▶ [REQUIREMENTS] Repeat the lines of the listing below exactly, starting at the line that contains "Each instance of the green sports" and running through the last line, both included, and only those.

## start

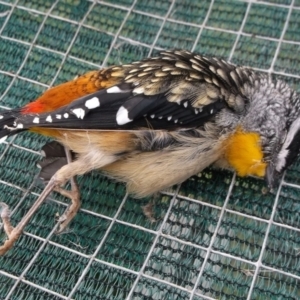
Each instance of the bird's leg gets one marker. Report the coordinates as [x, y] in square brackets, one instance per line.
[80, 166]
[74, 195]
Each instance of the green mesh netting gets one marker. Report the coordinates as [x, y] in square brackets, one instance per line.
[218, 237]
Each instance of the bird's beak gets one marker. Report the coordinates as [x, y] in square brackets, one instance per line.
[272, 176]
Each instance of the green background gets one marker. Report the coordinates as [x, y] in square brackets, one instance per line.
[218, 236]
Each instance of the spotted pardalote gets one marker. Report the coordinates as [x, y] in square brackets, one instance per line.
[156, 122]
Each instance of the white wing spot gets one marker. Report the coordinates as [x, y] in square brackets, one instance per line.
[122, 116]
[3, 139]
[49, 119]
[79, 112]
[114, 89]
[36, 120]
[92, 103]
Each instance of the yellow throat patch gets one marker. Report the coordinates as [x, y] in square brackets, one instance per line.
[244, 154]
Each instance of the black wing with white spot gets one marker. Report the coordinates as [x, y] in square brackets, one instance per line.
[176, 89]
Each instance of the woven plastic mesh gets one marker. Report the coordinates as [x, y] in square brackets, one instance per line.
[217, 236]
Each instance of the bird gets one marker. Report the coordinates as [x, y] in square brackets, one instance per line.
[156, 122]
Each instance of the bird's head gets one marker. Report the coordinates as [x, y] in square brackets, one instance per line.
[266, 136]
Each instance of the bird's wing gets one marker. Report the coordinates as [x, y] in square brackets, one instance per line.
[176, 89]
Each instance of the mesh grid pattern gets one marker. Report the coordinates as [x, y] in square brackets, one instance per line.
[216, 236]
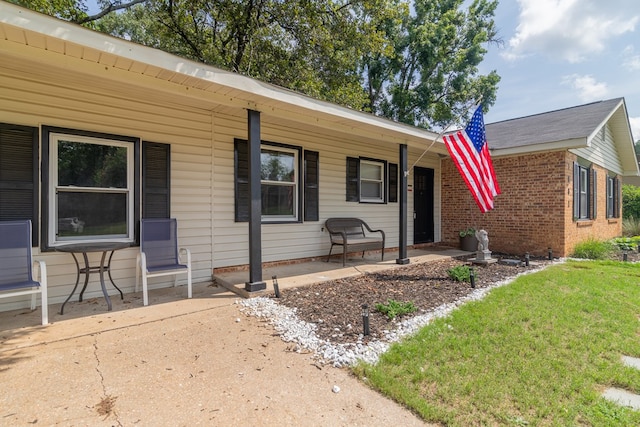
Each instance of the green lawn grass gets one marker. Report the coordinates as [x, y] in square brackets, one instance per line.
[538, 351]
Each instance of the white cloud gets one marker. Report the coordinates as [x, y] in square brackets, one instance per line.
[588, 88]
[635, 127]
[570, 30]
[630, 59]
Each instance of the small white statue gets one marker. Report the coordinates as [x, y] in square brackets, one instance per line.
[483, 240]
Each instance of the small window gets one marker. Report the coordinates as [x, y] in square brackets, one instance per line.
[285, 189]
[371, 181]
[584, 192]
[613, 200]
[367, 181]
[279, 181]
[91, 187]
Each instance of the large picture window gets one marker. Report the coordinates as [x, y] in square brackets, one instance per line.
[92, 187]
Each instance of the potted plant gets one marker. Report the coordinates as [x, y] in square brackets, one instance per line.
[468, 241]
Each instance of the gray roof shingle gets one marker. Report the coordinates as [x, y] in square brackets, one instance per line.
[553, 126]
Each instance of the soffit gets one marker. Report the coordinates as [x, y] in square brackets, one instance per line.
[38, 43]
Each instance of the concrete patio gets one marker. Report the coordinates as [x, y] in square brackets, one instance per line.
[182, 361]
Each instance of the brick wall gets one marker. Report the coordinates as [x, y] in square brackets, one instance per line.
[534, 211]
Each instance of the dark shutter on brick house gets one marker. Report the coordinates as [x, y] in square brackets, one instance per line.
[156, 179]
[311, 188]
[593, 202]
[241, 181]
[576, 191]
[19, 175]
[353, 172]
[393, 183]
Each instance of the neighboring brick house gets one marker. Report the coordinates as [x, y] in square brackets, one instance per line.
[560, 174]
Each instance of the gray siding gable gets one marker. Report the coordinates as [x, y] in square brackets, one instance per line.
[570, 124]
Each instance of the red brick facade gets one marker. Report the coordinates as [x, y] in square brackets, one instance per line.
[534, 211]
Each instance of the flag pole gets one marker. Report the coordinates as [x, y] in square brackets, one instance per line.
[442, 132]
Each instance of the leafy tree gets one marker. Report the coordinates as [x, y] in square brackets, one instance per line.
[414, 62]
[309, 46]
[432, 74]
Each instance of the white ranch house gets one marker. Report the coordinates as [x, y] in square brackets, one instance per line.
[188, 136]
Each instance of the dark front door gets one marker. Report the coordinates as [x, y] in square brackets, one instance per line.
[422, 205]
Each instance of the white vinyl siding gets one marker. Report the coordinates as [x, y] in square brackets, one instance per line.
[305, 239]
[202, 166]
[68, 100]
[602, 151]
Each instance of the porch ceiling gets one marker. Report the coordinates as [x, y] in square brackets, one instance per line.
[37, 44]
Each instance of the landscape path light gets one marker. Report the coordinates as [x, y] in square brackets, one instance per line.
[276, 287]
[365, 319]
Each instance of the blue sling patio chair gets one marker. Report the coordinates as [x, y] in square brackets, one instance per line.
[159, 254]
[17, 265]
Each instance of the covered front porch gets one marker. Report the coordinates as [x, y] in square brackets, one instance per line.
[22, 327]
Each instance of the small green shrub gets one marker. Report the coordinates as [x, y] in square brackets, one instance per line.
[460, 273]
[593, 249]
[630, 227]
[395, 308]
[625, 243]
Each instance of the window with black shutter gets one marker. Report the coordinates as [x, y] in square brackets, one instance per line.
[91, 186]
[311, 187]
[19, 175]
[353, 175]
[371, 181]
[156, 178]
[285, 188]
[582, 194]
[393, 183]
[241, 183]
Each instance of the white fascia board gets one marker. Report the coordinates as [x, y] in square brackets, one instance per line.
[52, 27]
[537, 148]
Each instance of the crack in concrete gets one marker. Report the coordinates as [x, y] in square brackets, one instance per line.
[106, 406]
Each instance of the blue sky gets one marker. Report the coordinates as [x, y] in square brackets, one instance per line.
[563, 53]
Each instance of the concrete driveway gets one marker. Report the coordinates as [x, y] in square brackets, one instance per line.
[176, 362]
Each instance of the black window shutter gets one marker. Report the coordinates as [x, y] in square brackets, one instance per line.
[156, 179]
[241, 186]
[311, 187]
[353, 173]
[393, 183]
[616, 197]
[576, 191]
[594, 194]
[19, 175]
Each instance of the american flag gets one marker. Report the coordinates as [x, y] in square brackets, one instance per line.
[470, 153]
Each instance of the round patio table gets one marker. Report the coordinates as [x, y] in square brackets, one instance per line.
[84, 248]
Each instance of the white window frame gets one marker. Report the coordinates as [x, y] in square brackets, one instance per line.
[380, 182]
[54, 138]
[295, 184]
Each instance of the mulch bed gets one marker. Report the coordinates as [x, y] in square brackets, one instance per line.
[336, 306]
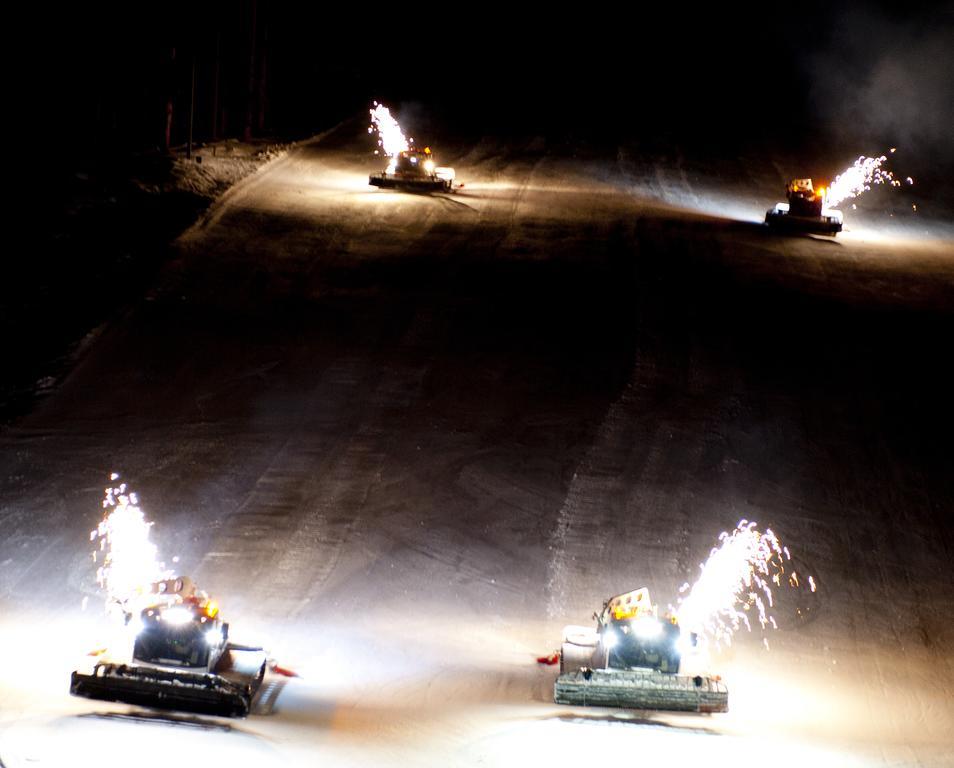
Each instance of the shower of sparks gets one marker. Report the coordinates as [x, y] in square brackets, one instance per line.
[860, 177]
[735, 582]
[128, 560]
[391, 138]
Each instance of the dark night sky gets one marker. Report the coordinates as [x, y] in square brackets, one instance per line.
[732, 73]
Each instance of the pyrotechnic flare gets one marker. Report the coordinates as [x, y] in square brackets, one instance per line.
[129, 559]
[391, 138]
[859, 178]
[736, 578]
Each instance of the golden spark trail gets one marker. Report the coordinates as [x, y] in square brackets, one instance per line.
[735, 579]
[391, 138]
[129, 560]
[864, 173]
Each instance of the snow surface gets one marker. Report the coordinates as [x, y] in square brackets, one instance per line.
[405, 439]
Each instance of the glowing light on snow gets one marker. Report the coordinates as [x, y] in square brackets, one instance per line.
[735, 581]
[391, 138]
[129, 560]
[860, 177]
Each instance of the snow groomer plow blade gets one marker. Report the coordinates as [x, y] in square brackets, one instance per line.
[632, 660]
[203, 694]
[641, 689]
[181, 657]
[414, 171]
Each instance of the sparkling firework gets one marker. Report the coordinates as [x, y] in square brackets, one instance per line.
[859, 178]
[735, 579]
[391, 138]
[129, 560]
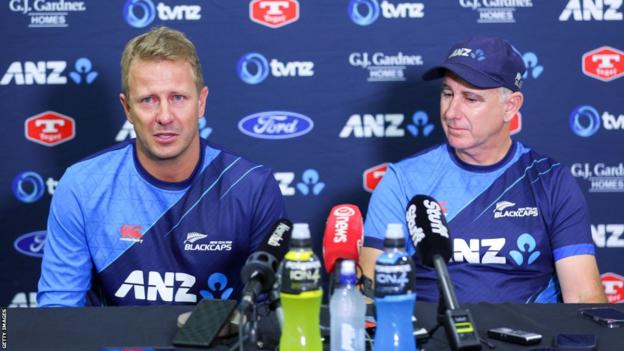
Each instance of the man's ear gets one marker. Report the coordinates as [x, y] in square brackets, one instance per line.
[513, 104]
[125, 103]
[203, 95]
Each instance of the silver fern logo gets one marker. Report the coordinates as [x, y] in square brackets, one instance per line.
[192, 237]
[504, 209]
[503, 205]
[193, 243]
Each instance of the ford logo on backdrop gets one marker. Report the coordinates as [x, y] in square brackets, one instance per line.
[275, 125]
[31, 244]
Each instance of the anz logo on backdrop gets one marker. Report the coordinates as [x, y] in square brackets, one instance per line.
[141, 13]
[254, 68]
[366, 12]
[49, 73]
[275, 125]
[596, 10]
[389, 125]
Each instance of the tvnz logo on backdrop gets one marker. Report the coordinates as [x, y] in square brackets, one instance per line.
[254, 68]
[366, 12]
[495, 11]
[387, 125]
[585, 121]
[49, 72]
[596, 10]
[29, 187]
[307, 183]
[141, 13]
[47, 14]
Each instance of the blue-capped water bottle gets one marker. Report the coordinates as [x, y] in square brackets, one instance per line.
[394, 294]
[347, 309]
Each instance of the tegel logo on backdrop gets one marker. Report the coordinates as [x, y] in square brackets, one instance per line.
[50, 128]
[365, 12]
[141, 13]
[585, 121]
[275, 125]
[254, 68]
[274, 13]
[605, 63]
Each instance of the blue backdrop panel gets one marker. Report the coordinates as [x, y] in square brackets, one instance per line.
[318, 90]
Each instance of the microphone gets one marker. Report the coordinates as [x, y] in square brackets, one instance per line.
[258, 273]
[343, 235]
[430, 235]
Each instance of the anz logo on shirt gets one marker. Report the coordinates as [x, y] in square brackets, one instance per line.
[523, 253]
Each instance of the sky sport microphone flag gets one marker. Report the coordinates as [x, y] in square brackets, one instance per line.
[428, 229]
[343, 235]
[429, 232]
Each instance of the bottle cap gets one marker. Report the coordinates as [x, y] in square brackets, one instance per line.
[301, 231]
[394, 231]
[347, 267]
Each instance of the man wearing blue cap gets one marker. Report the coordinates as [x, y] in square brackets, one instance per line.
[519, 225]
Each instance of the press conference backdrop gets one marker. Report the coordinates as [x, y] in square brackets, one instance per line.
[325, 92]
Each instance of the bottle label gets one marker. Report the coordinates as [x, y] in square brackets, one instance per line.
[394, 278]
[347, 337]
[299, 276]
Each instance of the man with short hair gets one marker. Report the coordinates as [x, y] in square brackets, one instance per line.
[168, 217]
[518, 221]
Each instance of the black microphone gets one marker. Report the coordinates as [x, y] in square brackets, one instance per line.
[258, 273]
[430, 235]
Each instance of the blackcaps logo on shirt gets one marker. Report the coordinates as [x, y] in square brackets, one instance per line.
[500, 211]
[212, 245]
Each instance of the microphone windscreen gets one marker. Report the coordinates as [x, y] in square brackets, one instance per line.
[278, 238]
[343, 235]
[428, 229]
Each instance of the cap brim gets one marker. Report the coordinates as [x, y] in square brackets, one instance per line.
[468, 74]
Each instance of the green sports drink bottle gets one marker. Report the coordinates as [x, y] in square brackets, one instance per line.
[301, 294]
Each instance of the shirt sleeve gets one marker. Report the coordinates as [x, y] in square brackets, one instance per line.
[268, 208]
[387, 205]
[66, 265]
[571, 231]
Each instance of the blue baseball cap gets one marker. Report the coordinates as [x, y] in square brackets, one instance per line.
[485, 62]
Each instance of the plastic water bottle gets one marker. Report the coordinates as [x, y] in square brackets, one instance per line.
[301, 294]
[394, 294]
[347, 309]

## end

▶ [WRITTEN SOLUTION]
Each instance of the green sports drink bottle gets one marker. Report the coordinates as [x, y] in square brackets, one instance per line.
[301, 294]
Each instance of the shirt sleeve gets one marker. Report the coordinates as [x, y] in square brackets, one instance per line.
[268, 208]
[387, 205]
[66, 265]
[571, 231]
Each instance of the blue baseball cap gets one marker. Report the coordinates as [x, y] in square brackets, one instance per line.
[485, 62]
Each instance of the plastic water bottle gets one marker. Report the coordinates as [x, y] in square brackets, one instance per line.
[301, 294]
[394, 294]
[347, 309]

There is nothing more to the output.